WHAT NEEDS TO BE DONE:
Write out the records beneath this line exactly as they appear, minus any images.

Data excerpts:
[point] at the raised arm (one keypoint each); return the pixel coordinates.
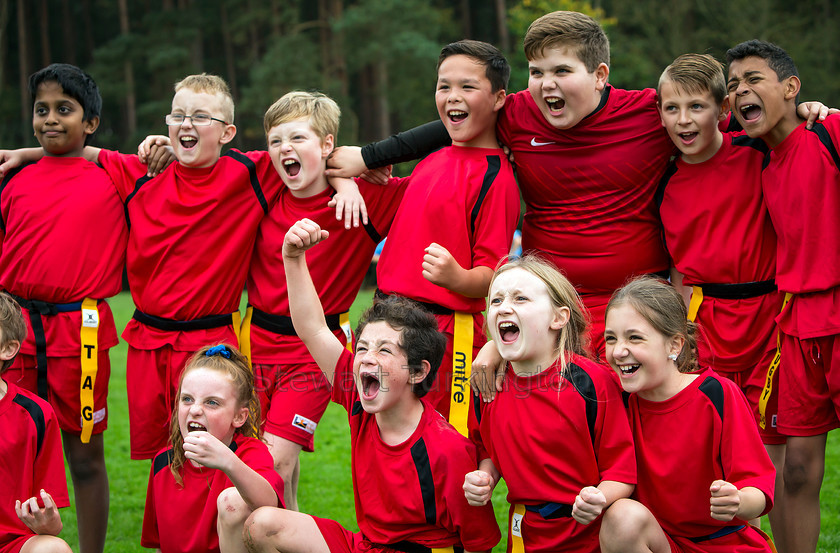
(304, 304)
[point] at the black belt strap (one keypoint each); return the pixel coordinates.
(739, 291)
(433, 308)
(37, 309)
(281, 324)
(204, 323)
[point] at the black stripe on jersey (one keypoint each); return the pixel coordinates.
(825, 138)
(714, 391)
(754, 143)
(37, 414)
(3, 184)
(137, 185)
(424, 475)
(252, 174)
(586, 388)
(494, 163)
(163, 460)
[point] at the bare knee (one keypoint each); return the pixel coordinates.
(45, 544)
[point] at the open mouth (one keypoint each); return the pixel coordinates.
(508, 332)
(750, 112)
(628, 369)
(188, 142)
(456, 115)
(370, 385)
(292, 167)
(195, 427)
(555, 104)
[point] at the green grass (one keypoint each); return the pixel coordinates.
(325, 484)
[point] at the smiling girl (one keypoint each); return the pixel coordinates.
(557, 432)
(702, 470)
(216, 466)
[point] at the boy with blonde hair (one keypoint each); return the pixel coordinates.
(301, 129)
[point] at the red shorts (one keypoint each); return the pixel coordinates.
(152, 380)
(752, 384)
(338, 538)
(64, 381)
(293, 398)
(810, 381)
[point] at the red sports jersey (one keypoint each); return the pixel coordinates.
(589, 190)
(802, 189)
(412, 491)
(464, 199)
(551, 435)
(706, 432)
(192, 233)
(30, 449)
(337, 265)
(718, 231)
(63, 237)
(183, 518)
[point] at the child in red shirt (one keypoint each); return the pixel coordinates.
(703, 473)
(216, 470)
(30, 447)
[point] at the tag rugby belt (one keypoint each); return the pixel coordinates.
(89, 350)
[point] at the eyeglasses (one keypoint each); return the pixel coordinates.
(198, 119)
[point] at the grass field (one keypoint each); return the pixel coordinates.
(325, 485)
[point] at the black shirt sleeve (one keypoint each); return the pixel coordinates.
(406, 146)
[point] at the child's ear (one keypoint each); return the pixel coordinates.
(792, 85)
(327, 146)
(9, 350)
(419, 376)
(91, 125)
(724, 108)
(240, 417)
(499, 102)
(602, 73)
(228, 134)
(561, 318)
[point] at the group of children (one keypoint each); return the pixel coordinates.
(595, 468)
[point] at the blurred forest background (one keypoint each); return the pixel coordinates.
(375, 57)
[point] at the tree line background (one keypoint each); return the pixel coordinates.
(375, 57)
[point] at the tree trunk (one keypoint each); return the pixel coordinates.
(128, 72)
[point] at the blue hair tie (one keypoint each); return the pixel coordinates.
(221, 349)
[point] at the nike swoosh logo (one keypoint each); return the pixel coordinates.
(535, 143)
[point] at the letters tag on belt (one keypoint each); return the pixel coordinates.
(459, 405)
(90, 357)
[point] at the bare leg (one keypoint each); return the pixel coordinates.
(777, 515)
(628, 526)
(803, 474)
(45, 544)
(287, 464)
(90, 482)
(270, 530)
(233, 512)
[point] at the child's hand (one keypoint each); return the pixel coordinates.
(589, 504)
(725, 501)
(159, 159)
(348, 202)
(303, 235)
(144, 150)
(488, 372)
(379, 175)
(206, 449)
(478, 487)
(439, 267)
(814, 111)
(346, 161)
(42, 520)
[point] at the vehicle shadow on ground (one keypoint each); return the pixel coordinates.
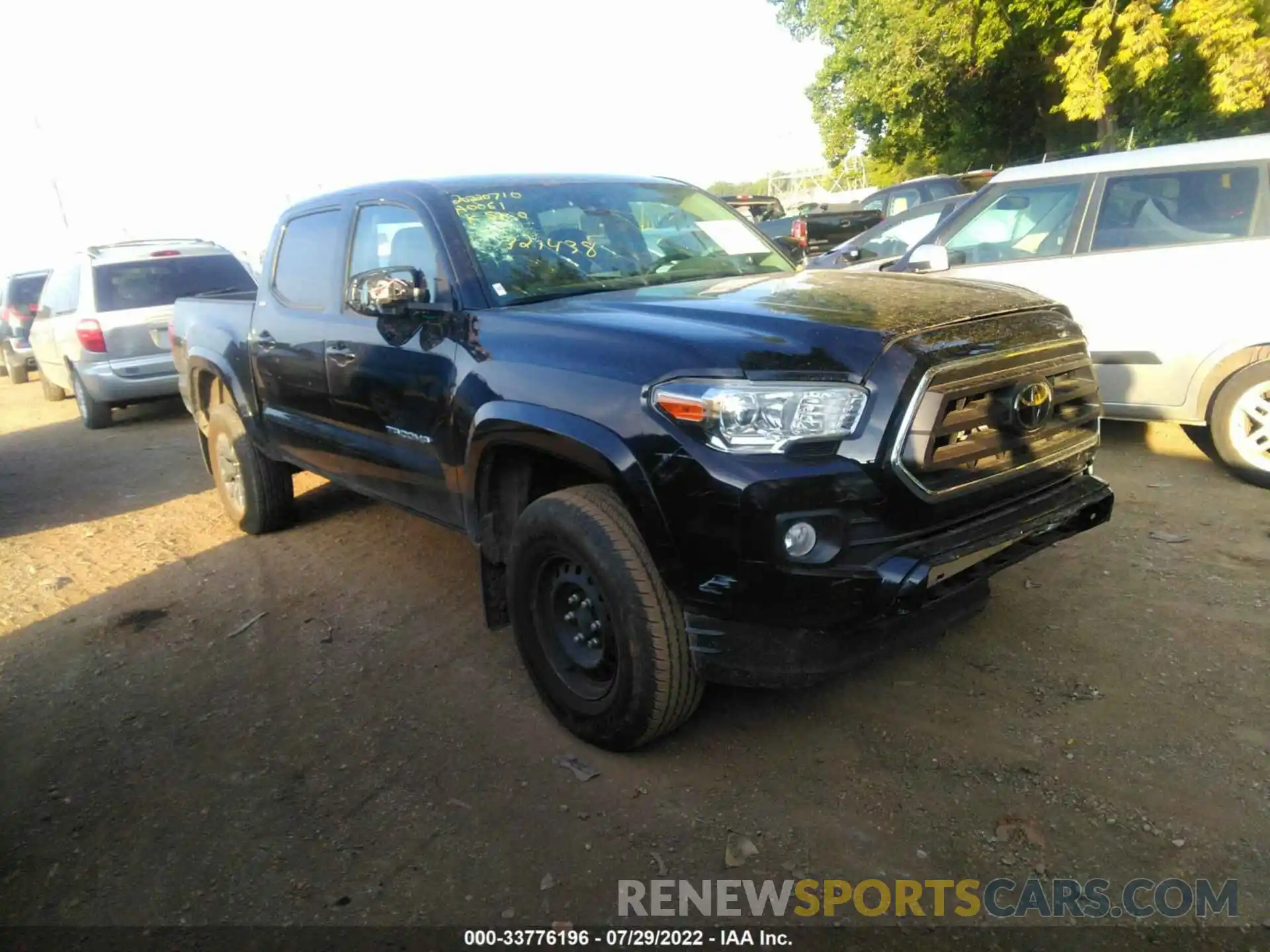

RESULT BELOW:
[point] at the raised arm (one keypoint each); return the pixel coordinates.
(304, 304)
[point] at the black belt strap (one keypoint each); return the pixel coordinates.
(739, 291)
(433, 308)
(37, 309)
(281, 324)
(204, 323)
[point] at the black stripe on jersey (one keypoint each); return the pixel coordinates.
(825, 138)
(714, 391)
(754, 143)
(37, 414)
(3, 184)
(137, 185)
(424, 475)
(252, 174)
(586, 388)
(494, 163)
(163, 460)
[point] at the bare knee (one keypoint each); return the pixel coordinates.
(45, 544)
[point] at the open mouth (one keypoint each); return the pixel coordinates.
(508, 332)
(750, 112)
(628, 369)
(188, 142)
(456, 115)
(370, 385)
(292, 167)
(195, 427)
(555, 104)
[point] at the green grass (one keypoint each); return the pixel coordinates.
(325, 484)
[point] at the smiling girl (one keypoint each); return the pixel coordinates.
(557, 432)
(702, 470)
(216, 466)
[point] at the boy with blonde hair (one keypoint each); return the pixel coordinates.
(301, 129)
[point] at the red shorts (one keypoint each); return the pixel coordinates.
(152, 380)
(752, 384)
(338, 538)
(64, 381)
(293, 398)
(810, 381)
[point] at the red sports jersey (one keypoint each); return the pixel coordinates.
(589, 190)
(802, 189)
(412, 491)
(464, 199)
(551, 435)
(706, 432)
(192, 233)
(30, 449)
(337, 265)
(718, 231)
(63, 237)
(183, 518)
[point] at the child in red shirt (one keypoint each); return the pixel coordinates.
(703, 473)
(216, 470)
(30, 447)
[point] at the tag rugby belt (one keypoint each); return the pixel coordinates.
(89, 350)
[point] at the eyeglasses (one keypoint each); return the pixel coordinates.
(198, 119)
[point] at the grass field (one keypoint each); return the pixel coordinates.
(325, 485)
[point] at the black shirt sleeve (one keypoint each); return the pixel coordinates.
(406, 146)
[point] at the child's ear (one keypoint each); return the pixel coordinates.
(792, 85)
(327, 146)
(9, 350)
(419, 376)
(91, 125)
(724, 108)
(240, 417)
(499, 102)
(602, 73)
(228, 134)
(561, 318)
[point] at the group of children (one keypoint each); return the pixel coordinates.
(595, 468)
[point] at the blurred forest background (one keypoint each); return the pixel coordinates.
(375, 57)
[point] at the tree line background (one keypoint each); return the pixel coordinates.
(375, 57)
[point] at the tree trunk (one keypoint each); return the pixel coordinates.
(128, 72)
[point] at the blue hair tie (one keypoint each); return the pixel coordinates.
(221, 349)
[point] at the nike swoosh logo (one keypoint each); return the pixel coordinates.
(535, 143)
[point] at the letters tag on belt (one keypoint each); return the pixel coordinates.
(459, 405)
(90, 357)
[point] at the bare leg (one keypoint each); return the pixel coordinates.
(777, 515)
(628, 526)
(803, 474)
(45, 544)
(287, 464)
(90, 482)
(270, 530)
(233, 512)
[point] at the child's hand (one keypoint each); return the pixel coordinates.
(589, 504)
(725, 501)
(159, 159)
(348, 202)
(303, 235)
(144, 150)
(488, 372)
(379, 175)
(206, 449)
(478, 487)
(439, 267)
(814, 111)
(346, 161)
(42, 520)
[point] at the vehicle shadow on ground (one keypoint each); return the pixel coordinates.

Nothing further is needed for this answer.